**Supplied passage**
____

Next, in alphabetical order on my Skype list.
From Patrick.
Uh, he is the author of The Ghosts of Tom Joad.
Not the, sorry, just Ghosts of Tom Joad.
A story of the 99%, as well as, we meant well.
How I helped lose the battle for the hearts and minds of the Iraqi people.
And he blogs at his website, wemeantwell.com.
Unfortunately, we're back.
We're talking about war in the Middle East once again.
And we're talking about an expanded war.
The president has made war now on a new country, Syria, which is either the 7th or the 9th country he has attacked, depending on how you count these things.
Alright, well, uh, Peter Van Buren.
Back to the Future in Iraq is the brand new piece at tomdispatch.com.
Of course, we'll be running it tomorrow at antiwar.com.
And, uh, boy, it is the same thing all over again.
Apocalypse Now Iraq Edition.
That's the subtitle here.
Um, and we went over quite a bit of this on the show last week.
But that's alright.
You've got it together as good as anybody as we just get going in what I think you correctly say, unfortunately, is just the very beginning of the same damn thing again that we've already been through here.
Years of horrible bloody war in Iraq.
It really does get under my skin.
You know, I felt when I left Iraq in 2010 and when my book about Iraq, We Meant Well, came out in 2011, that that was largely it.
I expected Iraq to devolve into some form of chaos that would eventually sort itself out into three statelets.
A Sunni, a Shia, and a Kurd statelet.
And though they'd fuss with each other, that was kind of where it was supposed to end.
Unfortunately, it hasn't ended there.
And even more unfortunately, the United States has blindly plunged right back into the swamp in an attempt to accomplish with fewer resources what we failed to already accomplish with many more resources.

____

**Recorded information**
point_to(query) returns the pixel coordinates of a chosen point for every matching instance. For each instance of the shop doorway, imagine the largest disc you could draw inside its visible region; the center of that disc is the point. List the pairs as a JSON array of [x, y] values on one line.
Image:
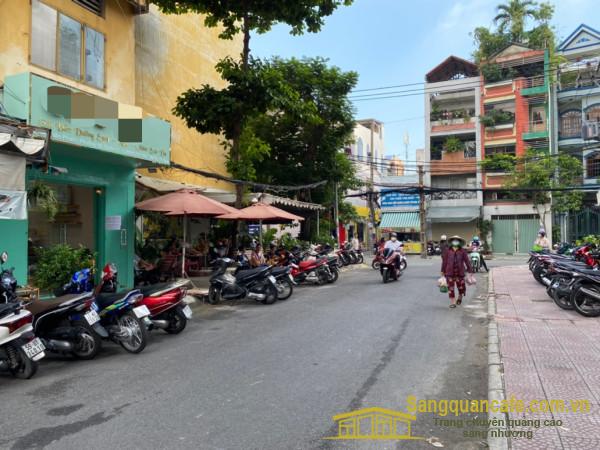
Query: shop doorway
[[74, 224]]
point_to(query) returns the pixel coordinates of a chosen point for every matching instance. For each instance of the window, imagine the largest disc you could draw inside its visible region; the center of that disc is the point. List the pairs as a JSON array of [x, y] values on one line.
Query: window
[[570, 124], [96, 6], [592, 165], [61, 44]]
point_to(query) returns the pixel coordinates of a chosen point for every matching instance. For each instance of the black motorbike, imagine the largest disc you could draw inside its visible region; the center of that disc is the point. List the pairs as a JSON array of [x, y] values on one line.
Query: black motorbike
[[257, 284]]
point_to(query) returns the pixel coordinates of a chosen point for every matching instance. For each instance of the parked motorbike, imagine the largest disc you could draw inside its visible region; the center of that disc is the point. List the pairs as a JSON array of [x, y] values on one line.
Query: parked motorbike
[[20, 350], [391, 265], [122, 314], [68, 324], [257, 284], [165, 303]]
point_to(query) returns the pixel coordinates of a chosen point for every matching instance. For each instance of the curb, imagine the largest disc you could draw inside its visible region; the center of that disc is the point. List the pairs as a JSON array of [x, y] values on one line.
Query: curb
[[496, 390]]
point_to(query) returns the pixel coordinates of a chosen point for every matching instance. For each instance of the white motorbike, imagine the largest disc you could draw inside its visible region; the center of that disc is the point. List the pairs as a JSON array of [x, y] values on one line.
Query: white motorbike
[[19, 348]]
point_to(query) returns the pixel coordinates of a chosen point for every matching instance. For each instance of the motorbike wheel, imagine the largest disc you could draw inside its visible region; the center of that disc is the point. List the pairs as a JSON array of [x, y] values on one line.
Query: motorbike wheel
[[271, 294], [139, 334], [177, 321], [386, 276], [562, 301], [214, 296], [89, 342], [285, 289], [580, 303], [26, 367], [334, 276]]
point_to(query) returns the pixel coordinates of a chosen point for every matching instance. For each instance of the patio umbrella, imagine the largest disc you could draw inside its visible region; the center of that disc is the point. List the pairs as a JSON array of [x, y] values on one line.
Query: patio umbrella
[[262, 213], [185, 202]]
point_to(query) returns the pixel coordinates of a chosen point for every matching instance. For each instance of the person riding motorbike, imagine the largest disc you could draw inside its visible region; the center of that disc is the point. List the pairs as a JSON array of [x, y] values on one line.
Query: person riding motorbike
[[477, 246], [395, 245]]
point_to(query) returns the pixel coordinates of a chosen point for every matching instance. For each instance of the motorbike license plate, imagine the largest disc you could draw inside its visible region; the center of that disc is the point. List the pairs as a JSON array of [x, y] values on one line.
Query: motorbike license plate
[[33, 348], [141, 311], [92, 317], [187, 312]]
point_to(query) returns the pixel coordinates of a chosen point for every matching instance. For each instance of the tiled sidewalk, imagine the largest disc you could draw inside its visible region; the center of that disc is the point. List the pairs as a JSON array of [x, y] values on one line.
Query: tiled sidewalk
[[547, 353]]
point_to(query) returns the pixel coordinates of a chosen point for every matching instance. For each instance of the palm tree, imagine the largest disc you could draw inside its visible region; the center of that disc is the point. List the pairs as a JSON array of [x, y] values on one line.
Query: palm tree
[[513, 16]]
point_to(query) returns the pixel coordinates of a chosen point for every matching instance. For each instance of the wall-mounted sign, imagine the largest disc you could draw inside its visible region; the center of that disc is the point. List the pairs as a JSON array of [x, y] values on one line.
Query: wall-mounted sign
[[399, 200], [112, 223]]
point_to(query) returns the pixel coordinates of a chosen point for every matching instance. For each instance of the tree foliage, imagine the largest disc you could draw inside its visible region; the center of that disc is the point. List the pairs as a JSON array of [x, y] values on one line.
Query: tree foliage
[[511, 22], [260, 15], [548, 172]]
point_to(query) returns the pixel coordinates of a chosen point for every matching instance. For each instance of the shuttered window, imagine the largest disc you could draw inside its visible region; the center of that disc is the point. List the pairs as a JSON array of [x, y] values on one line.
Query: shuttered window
[[96, 6]]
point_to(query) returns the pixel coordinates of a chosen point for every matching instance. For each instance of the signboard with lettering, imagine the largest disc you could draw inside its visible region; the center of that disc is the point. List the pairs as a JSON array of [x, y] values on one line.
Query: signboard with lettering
[[399, 201], [86, 120]]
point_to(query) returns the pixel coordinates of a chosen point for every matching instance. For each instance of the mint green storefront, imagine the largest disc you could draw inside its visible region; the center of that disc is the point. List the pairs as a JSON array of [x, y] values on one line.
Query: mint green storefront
[[93, 149]]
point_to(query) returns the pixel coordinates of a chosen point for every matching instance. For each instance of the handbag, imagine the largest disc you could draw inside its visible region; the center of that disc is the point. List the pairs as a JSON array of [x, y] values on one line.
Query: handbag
[[443, 284]]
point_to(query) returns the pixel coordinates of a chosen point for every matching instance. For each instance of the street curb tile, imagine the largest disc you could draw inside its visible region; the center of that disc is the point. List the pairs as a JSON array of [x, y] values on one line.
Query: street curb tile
[[495, 369]]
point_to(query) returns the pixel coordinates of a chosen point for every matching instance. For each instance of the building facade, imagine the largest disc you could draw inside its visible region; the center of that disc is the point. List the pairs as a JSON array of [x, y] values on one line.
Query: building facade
[[577, 123], [69, 66], [453, 148], [515, 106], [367, 133]]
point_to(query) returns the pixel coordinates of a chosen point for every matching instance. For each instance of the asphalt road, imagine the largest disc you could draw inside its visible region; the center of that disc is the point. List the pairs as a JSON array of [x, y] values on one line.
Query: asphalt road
[[250, 376]]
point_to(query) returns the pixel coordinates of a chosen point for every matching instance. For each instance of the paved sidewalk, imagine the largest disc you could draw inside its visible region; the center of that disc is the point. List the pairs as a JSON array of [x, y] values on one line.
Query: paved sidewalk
[[547, 354]]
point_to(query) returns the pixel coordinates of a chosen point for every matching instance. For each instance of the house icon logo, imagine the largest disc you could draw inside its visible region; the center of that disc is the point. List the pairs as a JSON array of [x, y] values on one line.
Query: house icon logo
[[374, 424]]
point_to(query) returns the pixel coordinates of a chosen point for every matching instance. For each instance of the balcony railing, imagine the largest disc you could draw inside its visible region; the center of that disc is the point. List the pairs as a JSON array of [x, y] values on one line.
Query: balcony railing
[[531, 82]]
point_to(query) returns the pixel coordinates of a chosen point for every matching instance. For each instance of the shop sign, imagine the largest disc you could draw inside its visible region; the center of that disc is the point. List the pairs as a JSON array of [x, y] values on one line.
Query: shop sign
[[85, 120], [13, 205], [399, 200]]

____

Please carry on the interview about the renewed war in Iraq from where it stops.

And that is to create a united, single Iraq.
It's metastasized into Syria now, and America is again at war in the Middle East.
You know, I wonder, of course, a lot of people are cynical and think that the American plan was always to break them up.
Like, there were two parallel plans.
One, you know, in the name of holding Iraq together, but the other that was quite deliberately siding with the secessionists among the Shiites and those who would kick all the Sunnis out of Baghdad.
And, I mean, I guess Barzani and Talabani, there's nobody to pick from among the Kurds who aren't secessionists to one degree or another there.
It's pretty much consensus in their system.
But, you know, Joe Biden has been very upfront about this since before the war, that he always thought Iraq should be broken in three, and he thought America should do the breaking.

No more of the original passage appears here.